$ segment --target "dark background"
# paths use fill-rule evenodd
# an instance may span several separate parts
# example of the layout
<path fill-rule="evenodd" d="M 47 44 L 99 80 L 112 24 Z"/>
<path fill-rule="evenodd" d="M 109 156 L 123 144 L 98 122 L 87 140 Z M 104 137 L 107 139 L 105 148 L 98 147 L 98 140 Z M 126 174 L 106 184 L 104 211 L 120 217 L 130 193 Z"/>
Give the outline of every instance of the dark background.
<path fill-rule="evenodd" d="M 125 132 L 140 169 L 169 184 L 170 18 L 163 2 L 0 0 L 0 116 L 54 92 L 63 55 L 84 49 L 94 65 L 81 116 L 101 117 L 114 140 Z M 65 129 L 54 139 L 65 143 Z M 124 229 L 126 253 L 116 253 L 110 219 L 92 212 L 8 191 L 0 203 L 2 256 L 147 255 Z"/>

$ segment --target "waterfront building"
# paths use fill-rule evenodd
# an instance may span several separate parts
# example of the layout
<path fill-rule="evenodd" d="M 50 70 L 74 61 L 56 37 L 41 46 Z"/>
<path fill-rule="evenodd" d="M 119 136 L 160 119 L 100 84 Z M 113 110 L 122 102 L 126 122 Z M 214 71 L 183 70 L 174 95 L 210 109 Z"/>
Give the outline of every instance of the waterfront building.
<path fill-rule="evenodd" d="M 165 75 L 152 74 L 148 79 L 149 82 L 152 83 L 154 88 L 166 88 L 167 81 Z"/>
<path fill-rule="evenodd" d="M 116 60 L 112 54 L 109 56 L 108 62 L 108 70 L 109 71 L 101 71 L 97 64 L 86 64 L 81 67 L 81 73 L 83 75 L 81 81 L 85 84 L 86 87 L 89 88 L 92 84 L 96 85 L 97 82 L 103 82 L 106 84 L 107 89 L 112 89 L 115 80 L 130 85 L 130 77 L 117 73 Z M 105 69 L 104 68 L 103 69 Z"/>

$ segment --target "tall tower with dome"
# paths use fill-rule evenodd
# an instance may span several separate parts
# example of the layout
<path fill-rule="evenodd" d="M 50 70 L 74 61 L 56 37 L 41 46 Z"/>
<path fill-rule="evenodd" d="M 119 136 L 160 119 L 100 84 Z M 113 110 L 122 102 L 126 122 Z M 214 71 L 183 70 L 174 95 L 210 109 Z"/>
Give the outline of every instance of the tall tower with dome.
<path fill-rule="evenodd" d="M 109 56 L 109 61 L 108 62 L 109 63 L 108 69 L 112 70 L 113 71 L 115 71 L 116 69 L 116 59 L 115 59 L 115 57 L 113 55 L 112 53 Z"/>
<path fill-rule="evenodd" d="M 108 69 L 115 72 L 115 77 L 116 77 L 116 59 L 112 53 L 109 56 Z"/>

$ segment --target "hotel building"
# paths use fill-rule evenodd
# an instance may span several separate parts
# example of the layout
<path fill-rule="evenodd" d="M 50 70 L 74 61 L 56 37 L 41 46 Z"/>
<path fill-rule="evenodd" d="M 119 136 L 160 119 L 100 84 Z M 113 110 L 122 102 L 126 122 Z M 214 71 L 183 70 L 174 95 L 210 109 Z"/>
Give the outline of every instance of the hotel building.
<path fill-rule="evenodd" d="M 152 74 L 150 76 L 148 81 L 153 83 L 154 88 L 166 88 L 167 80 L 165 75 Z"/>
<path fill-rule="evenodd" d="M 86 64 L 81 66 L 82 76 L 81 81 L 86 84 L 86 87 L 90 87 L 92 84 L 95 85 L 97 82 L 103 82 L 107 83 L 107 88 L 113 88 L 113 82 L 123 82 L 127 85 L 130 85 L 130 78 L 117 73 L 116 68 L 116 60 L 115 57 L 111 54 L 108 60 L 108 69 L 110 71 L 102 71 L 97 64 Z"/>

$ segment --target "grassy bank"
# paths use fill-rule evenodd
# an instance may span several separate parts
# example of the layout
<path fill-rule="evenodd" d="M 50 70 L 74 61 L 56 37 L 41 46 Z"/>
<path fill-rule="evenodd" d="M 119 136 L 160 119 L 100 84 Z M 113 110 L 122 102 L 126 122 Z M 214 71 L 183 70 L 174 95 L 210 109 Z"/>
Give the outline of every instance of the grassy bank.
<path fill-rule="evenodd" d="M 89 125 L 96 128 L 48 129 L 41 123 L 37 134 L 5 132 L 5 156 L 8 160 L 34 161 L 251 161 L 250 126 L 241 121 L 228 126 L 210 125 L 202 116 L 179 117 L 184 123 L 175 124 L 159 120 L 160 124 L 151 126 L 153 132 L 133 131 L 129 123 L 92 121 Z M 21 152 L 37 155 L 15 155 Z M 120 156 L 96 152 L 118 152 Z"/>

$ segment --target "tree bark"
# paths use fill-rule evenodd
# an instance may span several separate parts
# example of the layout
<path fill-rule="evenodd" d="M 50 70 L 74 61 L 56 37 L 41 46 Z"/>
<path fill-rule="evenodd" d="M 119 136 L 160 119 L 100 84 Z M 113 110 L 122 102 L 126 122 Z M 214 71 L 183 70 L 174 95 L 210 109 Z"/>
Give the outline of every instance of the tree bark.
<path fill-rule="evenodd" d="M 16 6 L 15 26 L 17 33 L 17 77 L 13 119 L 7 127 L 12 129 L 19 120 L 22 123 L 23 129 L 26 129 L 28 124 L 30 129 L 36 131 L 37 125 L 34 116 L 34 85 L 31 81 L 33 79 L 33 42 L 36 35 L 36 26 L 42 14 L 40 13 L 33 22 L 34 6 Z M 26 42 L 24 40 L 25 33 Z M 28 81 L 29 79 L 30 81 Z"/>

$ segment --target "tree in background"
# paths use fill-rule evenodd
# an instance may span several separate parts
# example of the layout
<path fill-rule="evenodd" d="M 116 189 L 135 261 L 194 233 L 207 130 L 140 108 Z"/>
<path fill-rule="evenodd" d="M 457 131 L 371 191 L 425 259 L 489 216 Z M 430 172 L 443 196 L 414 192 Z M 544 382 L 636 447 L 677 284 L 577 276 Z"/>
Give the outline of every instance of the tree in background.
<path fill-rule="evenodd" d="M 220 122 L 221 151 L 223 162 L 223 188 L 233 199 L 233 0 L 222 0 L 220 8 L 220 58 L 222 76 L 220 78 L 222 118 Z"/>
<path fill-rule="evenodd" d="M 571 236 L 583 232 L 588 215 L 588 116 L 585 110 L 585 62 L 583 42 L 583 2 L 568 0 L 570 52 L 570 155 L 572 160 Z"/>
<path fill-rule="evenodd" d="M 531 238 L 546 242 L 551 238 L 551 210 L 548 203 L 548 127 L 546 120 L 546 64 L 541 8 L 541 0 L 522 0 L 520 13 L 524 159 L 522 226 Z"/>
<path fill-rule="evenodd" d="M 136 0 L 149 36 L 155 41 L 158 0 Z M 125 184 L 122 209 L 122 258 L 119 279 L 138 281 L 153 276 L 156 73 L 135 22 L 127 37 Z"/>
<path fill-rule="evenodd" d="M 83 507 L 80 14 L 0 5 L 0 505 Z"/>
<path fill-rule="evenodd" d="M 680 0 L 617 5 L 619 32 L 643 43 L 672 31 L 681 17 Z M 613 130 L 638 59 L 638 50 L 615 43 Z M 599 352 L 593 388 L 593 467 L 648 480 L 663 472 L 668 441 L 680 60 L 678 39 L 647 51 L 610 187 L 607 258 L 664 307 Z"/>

**WORK REQUIRED:** Return every line of the data above that contains the string "hotel", matching case exactly.

**EXERCISE ANSWER:**
$ segment --target "hotel building"
Give the outline of every instance of the hotel building.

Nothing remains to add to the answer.